Dataset rows on where objects appear:
= = = =

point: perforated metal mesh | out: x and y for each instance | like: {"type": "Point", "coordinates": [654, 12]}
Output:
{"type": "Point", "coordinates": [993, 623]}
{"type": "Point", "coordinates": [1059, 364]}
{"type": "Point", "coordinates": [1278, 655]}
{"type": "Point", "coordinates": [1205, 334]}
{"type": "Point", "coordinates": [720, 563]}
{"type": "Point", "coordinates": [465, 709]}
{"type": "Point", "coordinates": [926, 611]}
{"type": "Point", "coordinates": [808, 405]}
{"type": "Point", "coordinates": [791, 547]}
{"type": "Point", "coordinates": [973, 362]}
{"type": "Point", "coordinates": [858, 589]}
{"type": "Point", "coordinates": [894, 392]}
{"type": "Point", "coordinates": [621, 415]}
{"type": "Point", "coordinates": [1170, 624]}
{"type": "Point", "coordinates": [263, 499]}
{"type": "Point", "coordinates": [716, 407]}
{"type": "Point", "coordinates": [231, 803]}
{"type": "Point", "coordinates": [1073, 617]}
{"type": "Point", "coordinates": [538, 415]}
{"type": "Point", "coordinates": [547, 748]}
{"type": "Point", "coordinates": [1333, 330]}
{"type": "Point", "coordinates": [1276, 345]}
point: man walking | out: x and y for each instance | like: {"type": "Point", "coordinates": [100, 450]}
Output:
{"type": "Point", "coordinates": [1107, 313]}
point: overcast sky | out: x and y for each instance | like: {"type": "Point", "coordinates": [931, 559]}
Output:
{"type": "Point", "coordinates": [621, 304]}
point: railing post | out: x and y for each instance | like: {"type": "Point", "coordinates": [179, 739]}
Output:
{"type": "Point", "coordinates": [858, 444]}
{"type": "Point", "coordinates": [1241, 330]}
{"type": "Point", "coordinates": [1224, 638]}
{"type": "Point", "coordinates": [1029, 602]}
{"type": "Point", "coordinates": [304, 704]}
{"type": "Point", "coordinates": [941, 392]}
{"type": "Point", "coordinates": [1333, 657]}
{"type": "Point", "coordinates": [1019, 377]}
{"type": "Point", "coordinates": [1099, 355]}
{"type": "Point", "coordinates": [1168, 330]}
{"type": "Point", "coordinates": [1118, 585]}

= = = =

• _Description of the task_: Rewrite the stretch from the row containing "point: overcast sky" through the end of the rows, putting "fence post" wherever "railing post" appears and changing nothing else.

• _Solution to this problem_:
point: overcast sky | out: x and y for each instance | like: {"type": "Point", "coordinates": [931, 559]}
Output:
{"type": "Point", "coordinates": [621, 304]}
point: fence post | out: x and y for each instance | like: {"type": "Point", "coordinates": [179, 739]}
Output:
{"type": "Point", "coordinates": [858, 444]}
{"type": "Point", "coordinates": [1241, 330]}
{"type": "Point", "coordinates": [1224, 638]}
{"type": "Point", "coordinates": [1029, 602]}
{"type": "Point", "coordinates": [304, 704]}
{"type": "Point", "coordinates": [941, 392]}
{"type": "Point", "coordinates": [1333, 657]}
{"type": "Point", "coordinates": [1019, 377]}
{"type": "Point", "coordinates": [1099, 355]}
{"type": "Point", "coordinates": [1168, 330]}
{"type": "Point", "coordinates": [1118, 585]}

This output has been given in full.